**Exercise directions**
"Query: building" appears in one line; retype that line and all lines following it through the end of the records, with nothing left out or added.

--- START ---

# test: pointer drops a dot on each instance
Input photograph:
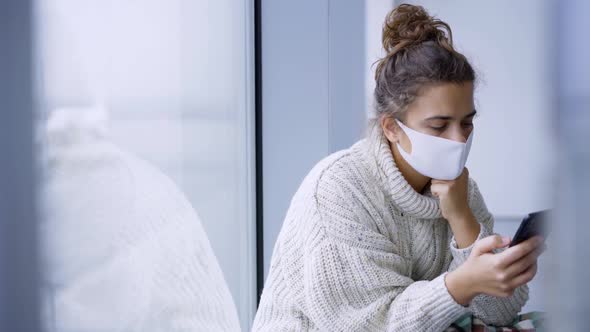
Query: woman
(391, 233)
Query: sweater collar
(380, 159)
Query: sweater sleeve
(491, 310)
(356, 280)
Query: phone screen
(533, 224)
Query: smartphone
(533, 224)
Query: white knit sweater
(123, 248)
(361, 250)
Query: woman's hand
(495, 274)
(453, 197)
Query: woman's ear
(391, 129)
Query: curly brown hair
(419, 53)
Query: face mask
(435, 157)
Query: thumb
(489, 243)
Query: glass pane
(169, 82)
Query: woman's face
(443, 110)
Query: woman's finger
(512, 254)
(524, 277)
(522, 264)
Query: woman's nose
(458, 135)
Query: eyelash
(444, 127)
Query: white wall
(177, 79)
(313, 103)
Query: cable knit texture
(123, 248)
(361, 250)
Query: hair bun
(409, 25)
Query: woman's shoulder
(341, 170)
(475, 198)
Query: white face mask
(435, 157)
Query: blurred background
(236, 100)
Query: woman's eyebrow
(446, 117)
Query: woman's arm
(354, 287)
(355, 279)
(490, 309)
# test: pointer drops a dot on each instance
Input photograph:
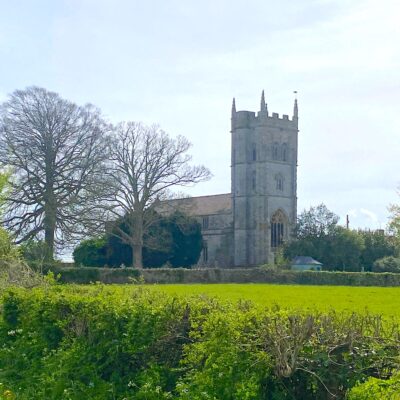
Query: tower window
(279, 183)
(277, 229)
(205, 252)
(275, 151)
(284, 152)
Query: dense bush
(377, 389)
(215, 275)
(104, 343)
(387, 264)
(91, 253)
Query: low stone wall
(250, 275)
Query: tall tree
(56, 151)
(146, 165)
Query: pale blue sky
(179, 63)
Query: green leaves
(111, 342)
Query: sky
(179, 63)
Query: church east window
(278, 222)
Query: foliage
(319, 236)
(57, 152)
(316, 222)
(108, 343)
(145, 164)
(91, 253)
(34, 251)
(175, 240)
(377, 389)
(387, 264)
(377, 245)
(7, 249)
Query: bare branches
(145, 164)
(57, 151)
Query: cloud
(370, 214)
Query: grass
(375, 300)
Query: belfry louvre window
(277, 229)
(205, 252)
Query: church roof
(301, 260)
(202, 205)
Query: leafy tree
(316, 222)
(91, 253)
(377, 245)
(319, 236)
(57, 151)
(387, 264)
(175, 240)
(146, 164)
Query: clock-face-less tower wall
(264, 182)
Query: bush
(387, 264)
(34, 252)
(377, 389)
(91, 253)
(105, 343)
(7, 250)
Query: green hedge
(250, 275)
(103, 342)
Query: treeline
(171, 241)
(319, 235)
(69, 172)
(103, 343)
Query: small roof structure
(305, 260)
(199, 206)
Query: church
(245, 227)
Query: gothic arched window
(275, 148)
(254, 153)
(284, 152)
(279, 182)
(278, 227)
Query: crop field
(375, 300)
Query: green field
(376, 300)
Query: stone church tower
(264, 182)
(246, 226)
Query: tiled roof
(202, 205)
(300, 260)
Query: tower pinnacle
(295, 108)
(262, 106)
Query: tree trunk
(49, 229)
(137, 256)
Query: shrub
(91, 253)
(34, 251)
(377, 389)
(387, 264)
(103, 343)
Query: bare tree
(146, 164)
(57, 151)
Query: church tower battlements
(263, 182)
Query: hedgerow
(98, 342)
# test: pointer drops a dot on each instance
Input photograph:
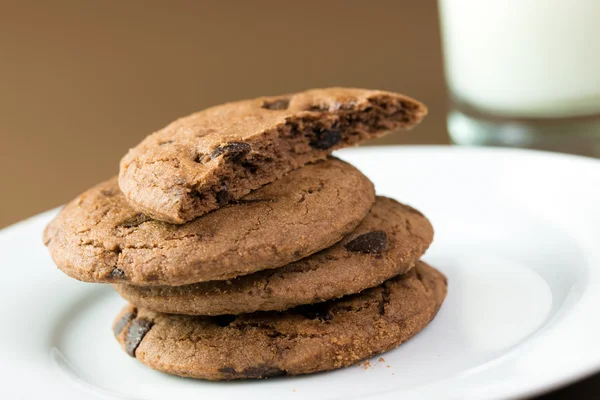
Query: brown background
(82, 81)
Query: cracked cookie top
(301, 340)
(388, 242)
(214, 157)
(98, 237)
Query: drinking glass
(523, 73)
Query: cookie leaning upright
(208, 159)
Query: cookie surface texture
(388, 242)
(302, 340)
(208, 159)
(98, 237)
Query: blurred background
(83, 81)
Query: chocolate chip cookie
(388, 242)
(206, 160)
(302, 340)
(98, 237)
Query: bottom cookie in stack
(301, 340)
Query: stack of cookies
(246, 251)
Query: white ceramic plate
(517, 233)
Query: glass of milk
(523, 73)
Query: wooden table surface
(81, 82)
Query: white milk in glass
(523, 58)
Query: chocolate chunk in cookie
(337, 334)
(251, 143)
(328, 274)
(97, 238)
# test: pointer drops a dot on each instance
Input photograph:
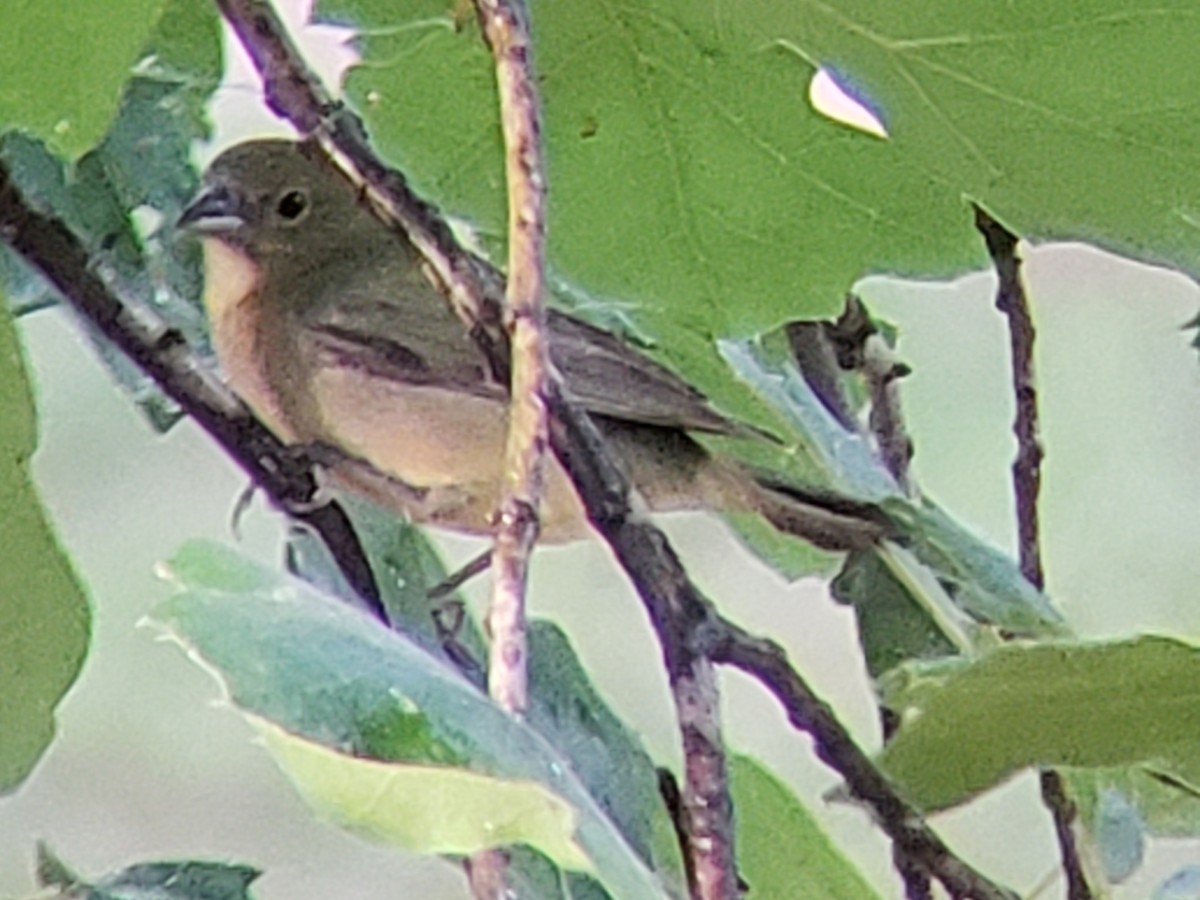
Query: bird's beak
(215, 210)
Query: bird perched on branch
(328, 327)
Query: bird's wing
(419, 342)
(609, 377)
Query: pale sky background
(148, 767)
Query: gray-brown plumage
(327, 325)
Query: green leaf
(607, 756)
(564, 706)
(189, 880)
(63, 65)
(1168, 807)
(845, 460)
(893, 627)
(689, 169)
(783, 852)
(354, 709)
(945, 73)
(1085, 705)
(45, 618)
(981, 580)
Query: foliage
(691, 179)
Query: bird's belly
(448, 442)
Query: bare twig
(286, 474)
(507, 34)
(684, 621)
(767, 663)
(1011, 300)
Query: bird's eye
(292, 205)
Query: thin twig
(286, 474)
(507, 34)
(767, 663)
(1011, 300)
(684, 621)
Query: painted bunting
(325, 323)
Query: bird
(324, 322)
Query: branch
(767, 663)
(285, 474)
(507, 34)
(688, 628)
(474, 289)
(1011, 300)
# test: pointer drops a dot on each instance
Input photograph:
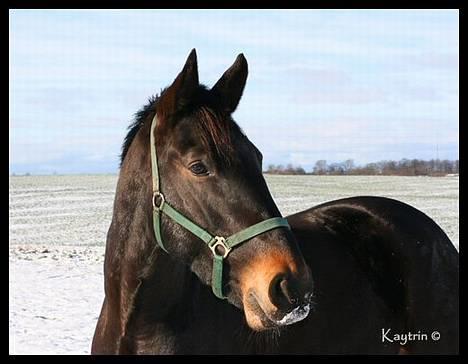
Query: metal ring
(219, 241)
(163, 200)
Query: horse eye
(198, 168)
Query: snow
(58, 227)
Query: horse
(360, 275)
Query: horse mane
(215, 129)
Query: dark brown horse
(357, 275)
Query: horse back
(402, 255)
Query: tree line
(403, 167)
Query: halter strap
(219, 246)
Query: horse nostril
(282, 292)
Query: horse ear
(231, 84)
(179, 93)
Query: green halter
(219, 246)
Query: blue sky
(366, 85)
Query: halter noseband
(219, 246)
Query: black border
(245, 4)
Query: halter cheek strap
(219, 246)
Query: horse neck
(138, 273)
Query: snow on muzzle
(276, 290)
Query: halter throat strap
(219, 246)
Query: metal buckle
(219, 241)
(163, 200)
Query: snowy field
(58, 227)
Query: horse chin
(260, 319)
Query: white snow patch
(298, 314)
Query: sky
(322, 84)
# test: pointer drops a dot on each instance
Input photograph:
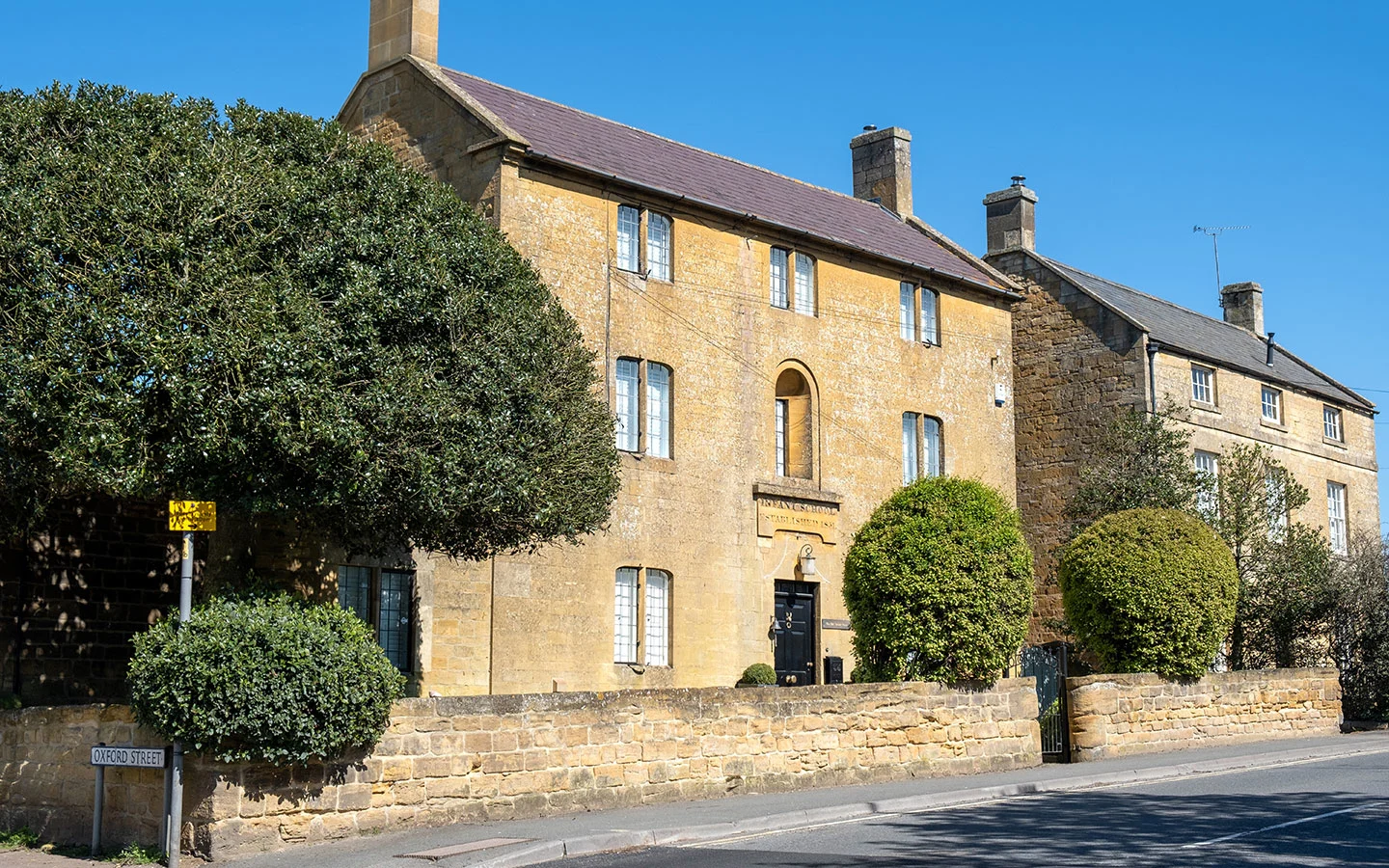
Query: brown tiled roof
(647, 160)
(1208, 338)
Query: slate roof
(1206, 338)
(647, 160)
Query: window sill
(642, 460)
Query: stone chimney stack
(400, 28)
(1012, 218)
(883, 167)
(1243, 306)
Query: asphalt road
(1325, 814)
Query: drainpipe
(1152, 375)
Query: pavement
(1331, 813)
(531, 842)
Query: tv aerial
(1215, 232)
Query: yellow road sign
(192, 515)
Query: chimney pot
(1012, 218)
(1243, 306)
(401, 28)
(883, 167)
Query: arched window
(795, 426)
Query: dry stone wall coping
(1117, 716)
(495, 757)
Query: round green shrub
(271, 679)
(938, 584)
(758, 674)
(1151, 590)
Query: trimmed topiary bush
(1151, 590)
(270, 679)
(758, 674)
(938, 584)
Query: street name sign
(132, 757)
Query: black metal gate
(1048, 665)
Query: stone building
(1085, 346)
(779, 359)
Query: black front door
(795, 631)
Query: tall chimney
(1012, 218)
(883, 167)
(1243, 306)
(400, 28)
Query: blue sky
(1130, 122)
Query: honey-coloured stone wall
(499, 757)
(1117, 716)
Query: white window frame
(630, 237)
(1337, 527)
(1203, 385)
(924, 442)
(918, 312)
(782, 419)
(643, 249)
(1208, 501)
(1274, 485)
(659, 232)
(910, 448)
(908, 312)
(627, 397)
(804, 286)
(642, 596)
(930, 317)
(643, 406)
(657, 618)
(932, 445)
(659, 410)
(625, 587)
(779, 270)
(1332, 425)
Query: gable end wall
(1076, 365)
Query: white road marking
(1284, 826)
(811, 827)
(1047, 793)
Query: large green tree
(1360, 628)
(259, 309)
(938, 583)
(1285, 567)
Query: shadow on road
(1140, 829)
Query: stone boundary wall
(499, 757)
(1117, 716)
(47, 782)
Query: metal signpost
(186, 515)
(125, 757)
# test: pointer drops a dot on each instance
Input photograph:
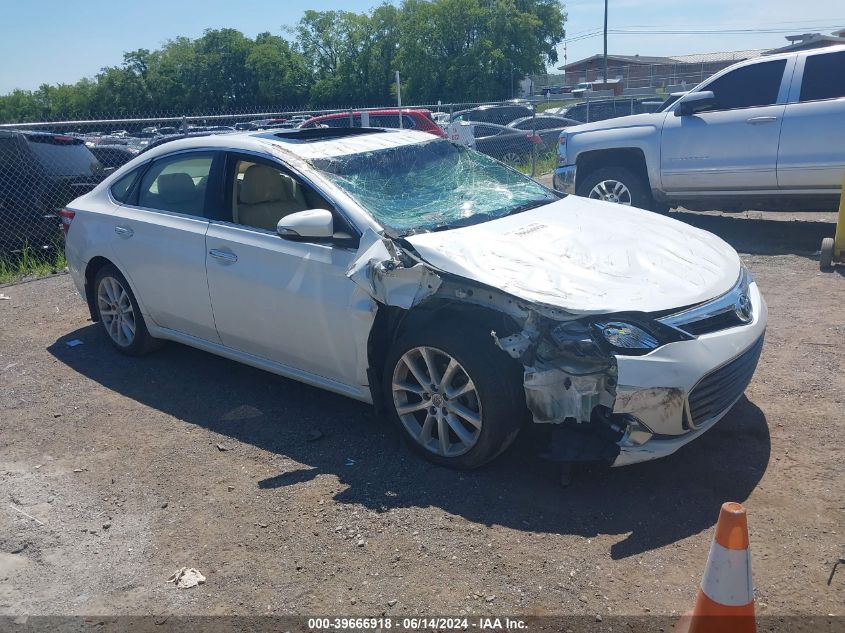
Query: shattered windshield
(432, 186)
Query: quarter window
(824, 77)
(177, 184)
(747, 87)
(122, 188)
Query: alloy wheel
(436, 401)
(116, 311)
(611, 191)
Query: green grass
(31, 264)
(546, 164)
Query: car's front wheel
(456, 397)
(615, 184)
(119, 313)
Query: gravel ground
(291, 500)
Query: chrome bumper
(564, 179)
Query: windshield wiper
(528, 206)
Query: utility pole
(605, 41)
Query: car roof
(307, 144)
(337, 115)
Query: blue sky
(50, 41)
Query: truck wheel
(826, 256)
(616, 184)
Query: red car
(411, 120)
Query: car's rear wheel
(119, 314)
(615, 184)
(456, 397)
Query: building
(645, 71)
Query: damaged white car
(447, 289)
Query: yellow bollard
(833, 248)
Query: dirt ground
(291, 500)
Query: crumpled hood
(587, 256)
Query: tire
(113, 296)
(634, 190)
(826, 256)
(492, 395)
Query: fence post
(534, 142)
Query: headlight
(626, 336)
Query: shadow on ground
(651, 504)
(763, 237)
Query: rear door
(812, 142)
(734, 145)
(158, 239)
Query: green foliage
(453, 50)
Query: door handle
(757, 120)
(229, 258)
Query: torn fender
(379, 270)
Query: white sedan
(452, 292)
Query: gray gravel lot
(133, 468)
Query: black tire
(142, 342)
(638, 188)
(498, 381)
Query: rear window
(824, 77)
(64, 158)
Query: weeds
(31, 264)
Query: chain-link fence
(44, 165)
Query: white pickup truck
(764, 133)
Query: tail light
(66, 216)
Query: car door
(158, 241)
(811, 154)
(733, 145)
(286, 301)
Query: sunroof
(313, 134)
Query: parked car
(460, 297)
(603, 109)
(161, 140)
(496, 114)
(764, 133)
(546, 126)
(506, 144)
(113, 156)
(39, 174)
(411, 119)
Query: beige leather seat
(266, 196)
(178, 192)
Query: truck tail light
(66, 216)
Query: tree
(452, 50)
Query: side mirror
(694, 102)
(313, 223)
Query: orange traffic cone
(725, 602)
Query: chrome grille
(720, 388)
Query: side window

--- END ---

**Exercise output**
Query: building
(645, 71)
Query: damaged white car
(447, 289)
Query: yellow bollard
(833, 248)
Query: dirt ground
(291, 500)
Query: crumpled hood
(587, 256)
Query: tire
(113, 296)
(634, 190)
(826, 256)
(492, 395)
Query: fence post
(534, 142)
Query: headlight
(626, 336)
Query: shadow on ground
(651, 504)
(763, 237)
Query: rear door
(812, 142)
(734, 145)
(158, 239)
Query: green foliage
(453, 50)
Query: door handle
(757, 120)
(229, 258)
Query: torn fender
(379, 270)
Query: white sedan
(452, 292)
Query: gray gravel lot
(133, 468)
Query: black tire
(142, 342)
(638, 188)
(498, 381)
Query: rear window
(824, 77)
(64, 158)
Query: weeds
(31, 264)
Query: chain-link fence
(44, 165)
Query: white pickup truck
(764, 133)
Query: tail light
(66, 216)
Query: car door
(158, 241)
(811, 154)
(733, 145)
(286, 301)
Query: sunroof
(313, 134)
Query: parked car
(460, 297)
(603, 109)
(161, 140)
(496, 114)
(764, 133)
(546, 126)
(506, 144)
(113, 156)
(39, 174)
(411, 119)
Query: beige leather seat
(266, 196)
(178, 192)
Query: truck tail light
(66, 216)
Query: tree
(452, 50)
Query: side mirror
(694, 102)
(313, 223)
Query: orange traffic cone
(725, 602)
Query: chrome grille
(720, 388)
Query: side window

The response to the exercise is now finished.